(Extracted records)
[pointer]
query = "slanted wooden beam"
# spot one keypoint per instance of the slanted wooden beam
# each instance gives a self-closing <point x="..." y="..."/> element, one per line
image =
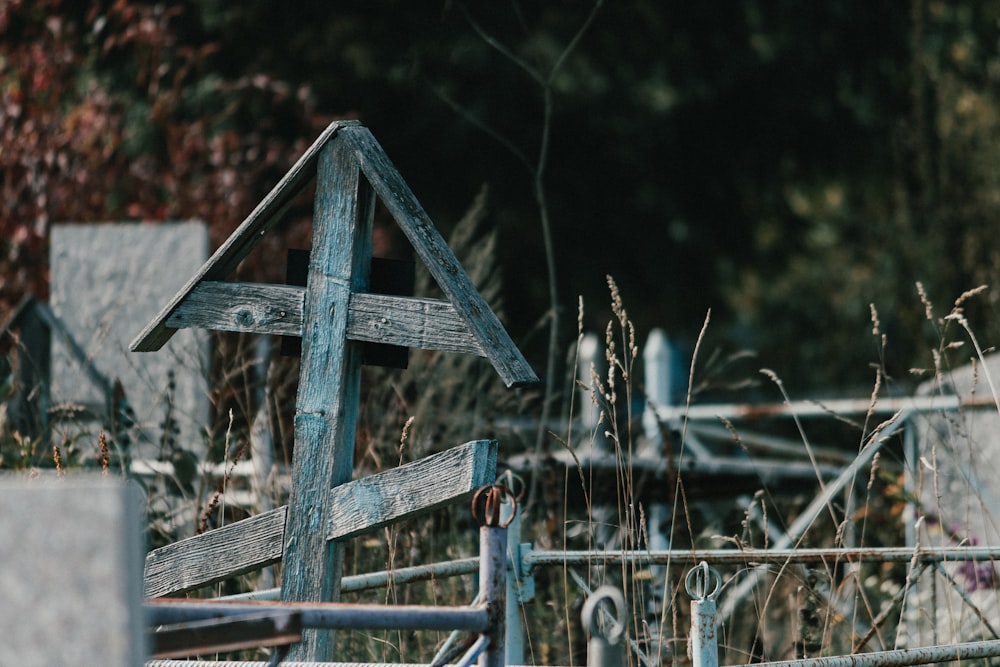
<point x="225" y="260"/>
<point x="432" y="249"/>
<point x="355" y="508"/>
<point x="430" y="324"/>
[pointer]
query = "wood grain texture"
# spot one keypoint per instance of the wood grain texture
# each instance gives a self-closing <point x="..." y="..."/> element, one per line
<point x="238" y="245"/>
<point x="397" y="197"/>
<point x="356" y="507"/>
<point x="412" y="489"/>
<point x="326" y="409"/>
<point x="219" y="554"/>
<point x="244" y="307"/>
<point x="430" y="324"/>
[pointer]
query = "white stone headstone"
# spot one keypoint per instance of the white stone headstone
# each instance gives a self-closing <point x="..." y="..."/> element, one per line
<point x="108" y="281"/>
<point x="71" y="573"/>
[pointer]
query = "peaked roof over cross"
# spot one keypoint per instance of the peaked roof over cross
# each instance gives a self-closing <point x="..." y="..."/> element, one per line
<point x="463" y="323"/>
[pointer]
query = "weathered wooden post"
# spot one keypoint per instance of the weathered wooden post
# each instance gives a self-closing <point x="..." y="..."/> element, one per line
<point x="334" y="313"/>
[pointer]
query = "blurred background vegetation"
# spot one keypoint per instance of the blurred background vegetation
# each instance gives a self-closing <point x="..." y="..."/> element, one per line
<point x="783" y="164"/>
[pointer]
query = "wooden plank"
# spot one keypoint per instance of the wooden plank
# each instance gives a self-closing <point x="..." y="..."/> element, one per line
<point x="326" y="409"/>
<point x="393" y="495"/>
<point x="238" y="245"/>
<point x="506" y="358"/>
<point x="412" y="489"/>
<point x="219" y="554"/>
<point x="244" y="307"/>
<point x="430" y="324"/>
<point x="427" y="324"/>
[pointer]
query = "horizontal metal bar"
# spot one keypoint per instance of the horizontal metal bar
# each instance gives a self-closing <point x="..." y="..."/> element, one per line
<point x="822" y="408"/>
<point x="537" y="558"/>
<point x="237" y="663"/>
<point x="899" y="657"/>
<point x="233" y="633"/>
<point x="327" y="615"/>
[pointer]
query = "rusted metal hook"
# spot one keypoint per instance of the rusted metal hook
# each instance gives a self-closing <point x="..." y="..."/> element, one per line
<point x="486" y="504"/>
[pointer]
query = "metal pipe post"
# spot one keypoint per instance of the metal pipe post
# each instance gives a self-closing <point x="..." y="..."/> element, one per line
<point x="703" y="585"/>
<point x="493" y="591"/>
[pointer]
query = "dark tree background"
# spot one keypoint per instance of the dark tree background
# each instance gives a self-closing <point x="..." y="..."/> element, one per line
<point x="783" y="164"/>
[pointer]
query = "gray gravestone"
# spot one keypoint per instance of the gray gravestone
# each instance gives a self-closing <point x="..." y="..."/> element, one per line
<point x="71" y="573"/>
<point x="107" y="281"/>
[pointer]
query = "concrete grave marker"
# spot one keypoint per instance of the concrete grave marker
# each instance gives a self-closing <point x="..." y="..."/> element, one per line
<point x="70" y="573"/>
<point x="107" y="281"/>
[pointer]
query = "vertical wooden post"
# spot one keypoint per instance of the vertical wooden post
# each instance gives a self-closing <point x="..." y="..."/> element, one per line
<point x="329" y="380"/>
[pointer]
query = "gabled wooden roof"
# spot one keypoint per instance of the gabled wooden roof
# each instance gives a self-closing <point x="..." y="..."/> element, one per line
<point x="466" y="309"/>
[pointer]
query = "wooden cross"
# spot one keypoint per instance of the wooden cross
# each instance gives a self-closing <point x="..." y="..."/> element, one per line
<point x="333" y="314"/>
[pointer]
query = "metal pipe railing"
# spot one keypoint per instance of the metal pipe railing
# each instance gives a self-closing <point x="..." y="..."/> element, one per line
<point x="328" y="615"/>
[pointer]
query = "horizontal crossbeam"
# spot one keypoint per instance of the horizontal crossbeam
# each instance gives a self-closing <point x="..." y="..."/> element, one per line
<point x="429" y="324"/>
<point x="356" y="507"/>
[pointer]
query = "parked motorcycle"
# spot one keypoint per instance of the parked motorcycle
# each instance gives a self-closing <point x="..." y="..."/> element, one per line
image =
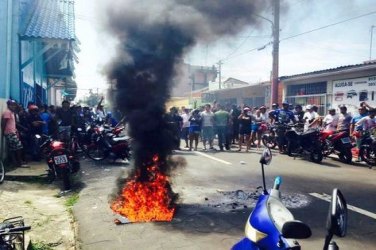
<point x="338" y="143"/>
<point x="304" y="144"/>
<point x="367" y="149"/>
<point x="272" y="226"/>
<point x="61" y="162"/>
<point x="106" y="142"/>
<point x="269" y="137"/>
<point x="12" y="233"/>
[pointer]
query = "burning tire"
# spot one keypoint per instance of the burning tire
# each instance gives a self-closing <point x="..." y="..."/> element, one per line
<point x="269" y="141"/>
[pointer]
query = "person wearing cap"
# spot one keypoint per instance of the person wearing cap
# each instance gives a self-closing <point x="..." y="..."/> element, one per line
<point x="330" y="120"/>
<point x="222" y="120"/>
<point x="9" y="131"/>
<point x="65" y="120"/>
<point x="36" y="128"/>
<point x="207" y="126"/>
<point x="310" y="118"/>
<point x="344" y="119"/>
<point x="235" y="112"/>
<point x="245" y="121"/>
<point x="185" y="126"/>
<point x="282" y="116"/>
<point x="299" y="113"/>
<point x="369" y="122"/>
<point x="194" y="128"/>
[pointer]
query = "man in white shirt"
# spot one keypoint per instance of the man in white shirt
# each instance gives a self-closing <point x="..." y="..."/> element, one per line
<point x="185" y="127"/>
<point x="330" y="120"/>
<point x="207" y="126"/>
<point x="369" y="122"/>
<point x="310" y="118"/>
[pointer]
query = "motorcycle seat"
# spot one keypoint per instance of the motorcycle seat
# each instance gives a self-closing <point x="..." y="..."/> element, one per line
<point x="278" y="212"/>
<point x="122" y="138"/>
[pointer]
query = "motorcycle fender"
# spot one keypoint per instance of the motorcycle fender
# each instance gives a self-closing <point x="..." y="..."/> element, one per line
<point x="245" y="244"/>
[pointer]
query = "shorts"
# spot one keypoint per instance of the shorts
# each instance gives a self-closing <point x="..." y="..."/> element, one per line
<point x="255" y="127"/>
<point x="194" y="130"/>
<point x="207" y="133"/>
<point x="13" y="141"/>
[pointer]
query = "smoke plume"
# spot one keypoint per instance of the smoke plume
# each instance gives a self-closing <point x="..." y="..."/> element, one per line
<point x="153" y="37"/>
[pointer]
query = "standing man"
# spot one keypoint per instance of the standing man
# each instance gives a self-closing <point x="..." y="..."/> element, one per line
<point x="185" y="128"/>
<point x="222" y="119"/>
<point x="9" y="131"/>
<point x="344" y="119"/>
<point x="175" y="122"/>
<point x="282" y="116"/>
<point x="207" y="126"/>
<point x="330" y="120"/>
<point x="310" y="118"/>
<point x="65" y="120"/>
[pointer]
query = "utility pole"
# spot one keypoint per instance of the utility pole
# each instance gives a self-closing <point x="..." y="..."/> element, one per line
<point x="219" y="73"/>
<point x="370" y="46"/>
<point x="274" y="87"/>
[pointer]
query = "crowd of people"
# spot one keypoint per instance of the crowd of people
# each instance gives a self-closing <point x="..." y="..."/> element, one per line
<point x="243" y="126"/>
<point x="20" y="126"/>
<point x="231" y="125"/>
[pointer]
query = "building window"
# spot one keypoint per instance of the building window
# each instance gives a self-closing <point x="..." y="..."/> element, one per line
<point x="307" y="89"/>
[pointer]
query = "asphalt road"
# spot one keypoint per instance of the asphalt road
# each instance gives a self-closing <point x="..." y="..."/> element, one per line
<point x="207" y="215"/>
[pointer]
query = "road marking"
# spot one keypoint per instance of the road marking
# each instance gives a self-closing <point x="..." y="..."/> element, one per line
<point x="213" y="158"/>
<point x="328" y="198"/>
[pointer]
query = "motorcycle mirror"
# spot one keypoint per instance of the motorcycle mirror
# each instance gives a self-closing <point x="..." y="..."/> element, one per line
<point x="296" y="229"/>
<point x="336" y="222"/>
<point x="266" y="156"/>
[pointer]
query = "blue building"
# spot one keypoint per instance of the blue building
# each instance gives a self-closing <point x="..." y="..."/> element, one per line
<point x="37" y="50"/>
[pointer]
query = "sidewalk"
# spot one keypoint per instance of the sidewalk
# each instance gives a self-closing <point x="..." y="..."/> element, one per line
<point x="26" y="193"/>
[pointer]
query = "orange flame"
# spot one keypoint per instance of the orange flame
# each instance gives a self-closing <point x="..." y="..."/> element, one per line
<point x="146" y="201"/>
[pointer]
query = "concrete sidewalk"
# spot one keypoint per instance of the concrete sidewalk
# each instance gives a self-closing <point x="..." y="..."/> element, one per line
<point x="26" y="192"/>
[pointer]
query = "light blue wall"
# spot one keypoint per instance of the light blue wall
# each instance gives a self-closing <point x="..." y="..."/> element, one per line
<point x="13" y="68"/>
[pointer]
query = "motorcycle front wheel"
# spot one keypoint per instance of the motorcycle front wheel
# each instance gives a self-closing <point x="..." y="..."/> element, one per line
<point x="346" y="156"/>
<point x="316" y="156"/>
<point x="368" y="155"/>
<point x="96" y="152"/>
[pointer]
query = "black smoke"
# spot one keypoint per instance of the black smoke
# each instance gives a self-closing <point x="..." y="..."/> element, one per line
<point x="153" y="37"/>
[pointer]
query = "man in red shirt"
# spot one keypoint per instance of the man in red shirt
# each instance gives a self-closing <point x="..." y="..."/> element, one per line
<point x="9" y="131"/>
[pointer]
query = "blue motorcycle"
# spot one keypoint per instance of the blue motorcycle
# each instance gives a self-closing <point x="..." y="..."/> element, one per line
<point x="271" y="225"/>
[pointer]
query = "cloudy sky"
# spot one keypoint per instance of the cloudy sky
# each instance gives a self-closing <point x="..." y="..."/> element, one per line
<point x="315" y="35"/>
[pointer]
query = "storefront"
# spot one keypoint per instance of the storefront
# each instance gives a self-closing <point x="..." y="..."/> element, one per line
<point x="347" y="85"/>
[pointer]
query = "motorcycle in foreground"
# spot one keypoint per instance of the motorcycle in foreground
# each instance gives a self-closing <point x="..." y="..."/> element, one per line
<point x="304" y="143"/>
<point x="271" y="225"/>
<point x="338" y="143"/>
<point x="107" y="142"/>
<point x="367" y="149"/>
<point x="61" y="162"/>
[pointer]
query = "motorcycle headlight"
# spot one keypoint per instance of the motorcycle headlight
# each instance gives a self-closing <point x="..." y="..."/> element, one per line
<point x="253" y="234"/>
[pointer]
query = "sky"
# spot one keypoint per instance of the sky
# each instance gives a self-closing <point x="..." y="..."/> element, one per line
<point x="314" y="35"/>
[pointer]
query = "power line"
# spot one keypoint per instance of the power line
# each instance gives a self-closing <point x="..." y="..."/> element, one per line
<point x="329" y="25"/>
<point x="303" y="33"/>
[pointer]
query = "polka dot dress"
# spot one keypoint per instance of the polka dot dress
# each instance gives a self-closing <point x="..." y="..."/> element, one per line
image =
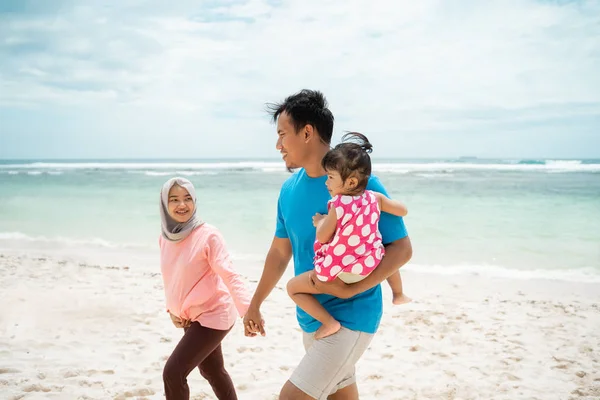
<point x="356" y="246"/>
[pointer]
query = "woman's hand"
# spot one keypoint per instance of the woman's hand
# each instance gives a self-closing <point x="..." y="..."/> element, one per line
<point x="180" y="323"/>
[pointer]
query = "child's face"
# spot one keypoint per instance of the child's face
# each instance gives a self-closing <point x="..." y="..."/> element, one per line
<point x="181" y="204"/>
<point x="336" y="186"/>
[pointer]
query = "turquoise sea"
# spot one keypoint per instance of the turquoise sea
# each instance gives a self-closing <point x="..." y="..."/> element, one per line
<point x="516" y="218"/>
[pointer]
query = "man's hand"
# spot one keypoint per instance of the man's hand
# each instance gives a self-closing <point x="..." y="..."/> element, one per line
<point x="180" y="323"/>
<point x="253" y="322"/>
<point x="317" y="218"/>
<point x="335" y="288"/>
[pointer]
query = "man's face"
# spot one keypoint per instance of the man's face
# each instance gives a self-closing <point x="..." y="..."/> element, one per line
<point x="291" y="144"/>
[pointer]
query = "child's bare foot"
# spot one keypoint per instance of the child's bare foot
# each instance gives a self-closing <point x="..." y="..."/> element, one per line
<point x="400" y="298"/>
<point x="327" y="329"/>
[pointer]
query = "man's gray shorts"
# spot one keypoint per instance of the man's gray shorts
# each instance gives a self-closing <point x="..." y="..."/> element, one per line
<point x="329" y="362"/>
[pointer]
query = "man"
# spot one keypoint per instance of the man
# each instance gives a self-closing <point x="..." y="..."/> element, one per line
<point x="304" y="129"/>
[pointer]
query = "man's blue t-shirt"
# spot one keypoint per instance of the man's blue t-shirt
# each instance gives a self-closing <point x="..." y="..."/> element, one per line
<point x="300" y="198"/>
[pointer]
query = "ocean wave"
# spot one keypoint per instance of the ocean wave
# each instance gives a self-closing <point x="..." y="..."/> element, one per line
<point x="91" y="242"/>
<point x="585" y="275"/>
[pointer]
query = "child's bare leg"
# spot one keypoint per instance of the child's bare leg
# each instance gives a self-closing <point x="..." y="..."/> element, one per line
<point x="395" y="283"/>
<point x="302" y="292"/>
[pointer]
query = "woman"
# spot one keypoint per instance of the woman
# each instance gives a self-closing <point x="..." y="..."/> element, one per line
<point x="204" y="295"/>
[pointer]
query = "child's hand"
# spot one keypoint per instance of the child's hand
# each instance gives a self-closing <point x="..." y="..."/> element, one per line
<point x="317" y="218"/>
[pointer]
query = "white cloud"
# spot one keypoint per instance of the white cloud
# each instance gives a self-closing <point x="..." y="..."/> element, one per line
<point x="387" y="67"/>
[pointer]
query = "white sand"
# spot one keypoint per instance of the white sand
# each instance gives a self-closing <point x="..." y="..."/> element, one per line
<point x="84" y="331"/>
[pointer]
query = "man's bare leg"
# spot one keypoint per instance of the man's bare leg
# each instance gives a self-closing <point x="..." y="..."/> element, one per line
<point x="301" y="292"/>
<point x="290" y="392"/>
<point x="348" y="393"/>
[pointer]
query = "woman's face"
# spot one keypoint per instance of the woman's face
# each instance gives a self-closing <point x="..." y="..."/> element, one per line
<point x="181" y="204"/>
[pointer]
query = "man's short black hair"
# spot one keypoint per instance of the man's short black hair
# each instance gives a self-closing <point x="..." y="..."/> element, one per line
<point x="307" y="107"/>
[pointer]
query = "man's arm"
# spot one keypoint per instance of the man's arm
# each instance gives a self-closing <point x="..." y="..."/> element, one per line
<point x="391" y="206"/>
<point x="277" y="260"/>
<point x="397" y="254"/>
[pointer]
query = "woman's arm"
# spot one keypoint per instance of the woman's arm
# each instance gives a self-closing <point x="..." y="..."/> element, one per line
<point x="220" y="262"/>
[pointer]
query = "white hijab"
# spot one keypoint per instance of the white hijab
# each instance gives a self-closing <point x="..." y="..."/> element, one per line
<point x="171" y="229"/>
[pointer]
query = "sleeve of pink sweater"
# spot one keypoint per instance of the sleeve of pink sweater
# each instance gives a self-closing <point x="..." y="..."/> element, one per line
<point x="221" y="263"/>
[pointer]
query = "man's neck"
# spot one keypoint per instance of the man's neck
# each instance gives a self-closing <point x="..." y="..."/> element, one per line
<point x="312" y="166"/>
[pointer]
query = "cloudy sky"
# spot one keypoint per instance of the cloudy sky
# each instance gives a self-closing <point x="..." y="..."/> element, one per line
<point x="190" y="78"/>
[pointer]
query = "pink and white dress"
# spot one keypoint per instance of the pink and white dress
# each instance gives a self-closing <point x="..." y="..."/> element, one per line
<point x="355" y="249"/>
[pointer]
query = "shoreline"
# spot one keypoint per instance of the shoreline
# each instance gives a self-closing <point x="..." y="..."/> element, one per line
<point x="72" y="329"/>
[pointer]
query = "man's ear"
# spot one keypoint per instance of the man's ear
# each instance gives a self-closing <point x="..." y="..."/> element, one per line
<point x="309" y="133"/>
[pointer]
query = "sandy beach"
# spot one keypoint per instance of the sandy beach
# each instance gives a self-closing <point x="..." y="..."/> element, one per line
<point x="72" y="329"/>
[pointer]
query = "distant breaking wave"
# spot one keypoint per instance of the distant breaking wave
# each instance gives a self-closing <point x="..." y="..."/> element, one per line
<point x="202" y="168"/>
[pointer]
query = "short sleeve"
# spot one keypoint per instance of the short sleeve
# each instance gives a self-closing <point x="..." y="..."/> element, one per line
<point x="333" y="202"/>
<point x="391" y="226"/>
<point x="280" y="229"/>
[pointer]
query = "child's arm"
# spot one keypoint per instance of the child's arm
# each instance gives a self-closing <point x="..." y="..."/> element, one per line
<point x="390" y="206"/>
<point x="325" y="225"/>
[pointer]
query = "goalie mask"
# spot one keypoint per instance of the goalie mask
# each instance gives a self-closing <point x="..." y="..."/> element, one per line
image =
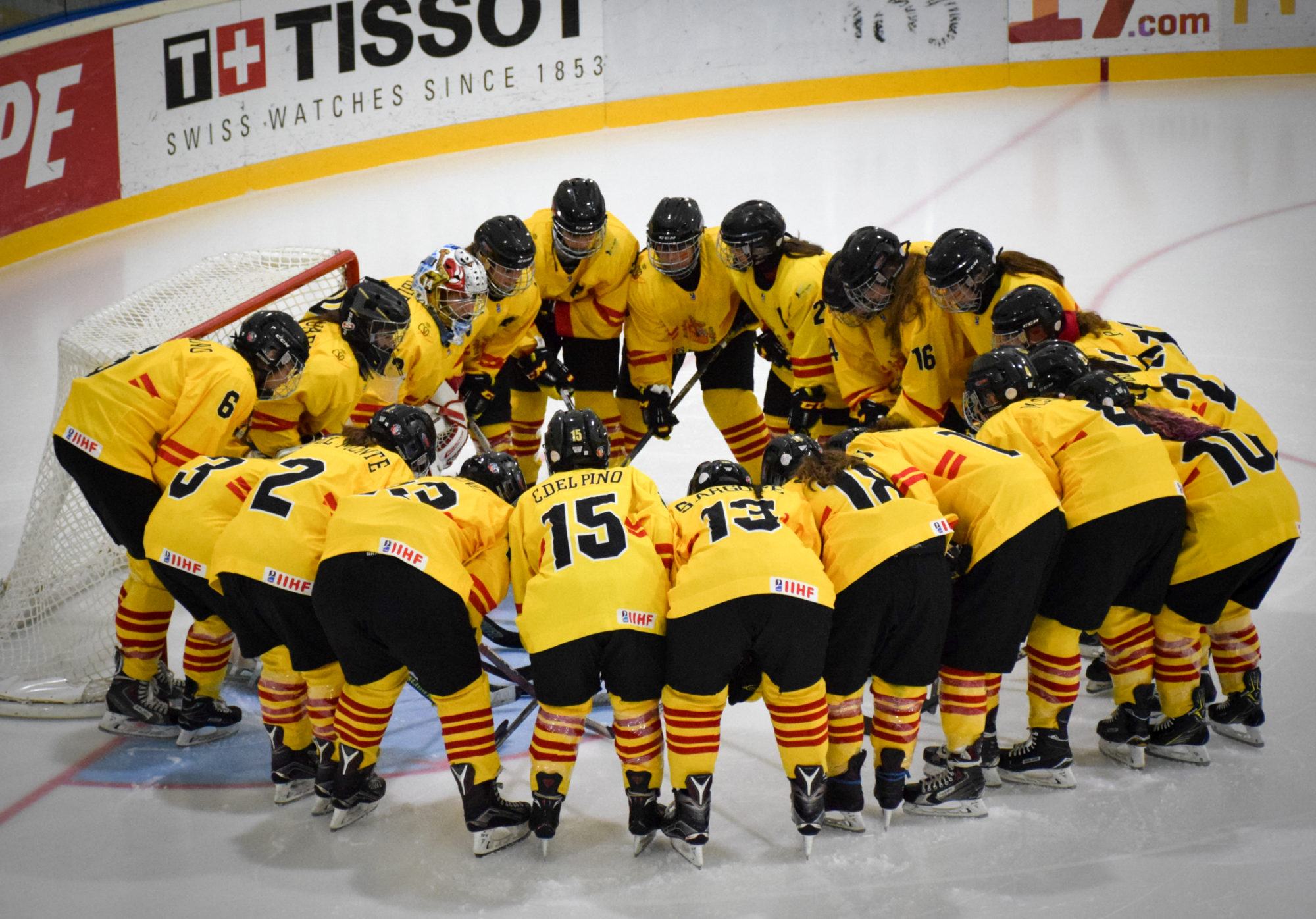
<point x="453" y="286"/>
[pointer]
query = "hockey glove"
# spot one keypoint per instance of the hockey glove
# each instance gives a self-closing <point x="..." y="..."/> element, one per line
<point x="871" y="413"/>
<point x="477" y="393"/>
<point x="772" y="351"/>
<point x="806" y="409"/>
<point x="656" y="406"/>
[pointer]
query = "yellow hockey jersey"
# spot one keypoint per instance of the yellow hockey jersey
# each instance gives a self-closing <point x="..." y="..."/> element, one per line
<point x="1097" y="460"/>
<point x="663" y="318"/>
<point x="199" y="502"/>
<point x="152" y="411"/>
<point x="278" y="535"/>
<point x="451" y="529"/>
<point x="794" y="311"/>
<point x="590" y="554"/>
<point x="1240" y="502"/>
<point x="731" y="543"/>
<point x="864" y="521"/>
<point x="592" y="302"/>
<point x="993" y="493"/>
<point x="330" y="389"/>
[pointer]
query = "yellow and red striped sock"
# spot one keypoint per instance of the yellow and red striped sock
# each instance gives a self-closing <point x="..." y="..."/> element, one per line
<point x="694" y="727"/>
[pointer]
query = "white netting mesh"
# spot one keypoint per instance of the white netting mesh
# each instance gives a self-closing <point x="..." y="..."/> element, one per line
<point x="57" y="606"/>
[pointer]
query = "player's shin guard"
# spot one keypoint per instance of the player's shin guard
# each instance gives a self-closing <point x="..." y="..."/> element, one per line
<point x="1177" y="673"/>
<point x="1235" y="647"/>
<point x="694" y="729"/>
<point x="206" y="656"/>
<point x="1127" y="635"/>
<point x="141" y="623"/>
<point x="527" y="419"/>
<point x="799" y="722"/>
<point x="468" y="722"/>
<point x="605" y="405"/>
<point x="1053" y="671"/>
<point x="363" y="714"/>
<point x="739" y="418"/>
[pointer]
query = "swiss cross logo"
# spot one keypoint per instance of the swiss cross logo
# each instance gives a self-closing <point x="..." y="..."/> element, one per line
<point x="240" y="52"/>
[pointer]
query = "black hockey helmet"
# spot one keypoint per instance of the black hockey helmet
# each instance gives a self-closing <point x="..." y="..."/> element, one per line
<point x="580" y="219"/>
<point x="277" y="348"/>
<point x="1059" y="364"/>
<point x="868" y="267"/>
<point x="1027" y="317"/>
<point x="497" y="472"/>
<point x="577" y="440"/>
<point x="409" y="433"/>
<point x="507" y="249"/>
<point x="674" y="232"/>
<point x="752" y="232"/>
<point x="1102" y="389"/>
<point x="959" y="267"/>
<point x="996" y="380"/>
<point x="719" y="472"/>
<point x="374" y="319"/>
<point x="784" y="456"/>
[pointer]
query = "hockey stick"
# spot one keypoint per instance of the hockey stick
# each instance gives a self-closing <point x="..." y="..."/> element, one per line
<point x="699" y="372"/>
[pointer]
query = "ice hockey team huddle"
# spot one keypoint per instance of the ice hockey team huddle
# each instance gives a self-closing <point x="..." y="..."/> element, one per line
<point x="951" y="467"/>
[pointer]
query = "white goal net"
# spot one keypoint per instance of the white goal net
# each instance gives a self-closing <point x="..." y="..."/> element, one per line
<point x="57" y="606"/>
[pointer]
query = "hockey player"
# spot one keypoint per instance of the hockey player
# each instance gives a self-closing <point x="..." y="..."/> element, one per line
<point x="885" y="555"/>
<point x="180" y="542"/>
<point x="506" y="249"/>
<point x="1125" y="514"/>
<point x="584" y="257"/>
<point x="780" y="277"/>
<point x="681" y="300"/>
<point x="123" y="434"/>
<point x="1009" y="527"/>
<point x="590" y="554"/>
<point x="352" y="339"/>
<point x="265" y="567"/>
<point x="747" y="579"/>
<point x="890" y="344"/>
<point x="1243" y="525"/>
<point x="402" y="569"/>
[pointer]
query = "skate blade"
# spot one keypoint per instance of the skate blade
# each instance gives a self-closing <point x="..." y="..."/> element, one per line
<point x="1043" y="779"/>
<point x="692" y="854"/>
<point x="488" y="842"/>
<point x="1196" y="756"/>
<point x="1127" y="755"/>
<point x="206" y="735"/>
<point x="643" y="842"/>
<point x="131" y="727"/>
<point x="286" y="793"/>
<point x="345" y="817"/>
<point x="848" y="821"/>
<point x="1240" y="733"/>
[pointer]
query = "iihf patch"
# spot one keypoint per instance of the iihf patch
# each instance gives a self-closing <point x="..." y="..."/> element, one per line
<point x="636" y="619"/>
<point x="405" y="552"/>
<point x="794" y="589"/>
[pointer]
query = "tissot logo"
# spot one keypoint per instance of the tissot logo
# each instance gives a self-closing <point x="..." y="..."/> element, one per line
<point x="240" y="49"/>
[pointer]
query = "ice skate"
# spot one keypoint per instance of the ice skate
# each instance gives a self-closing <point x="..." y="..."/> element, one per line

(What to work on) Count the lines of the records above that contain the string "headlight". Give only the number.

(Result for this exercise) 2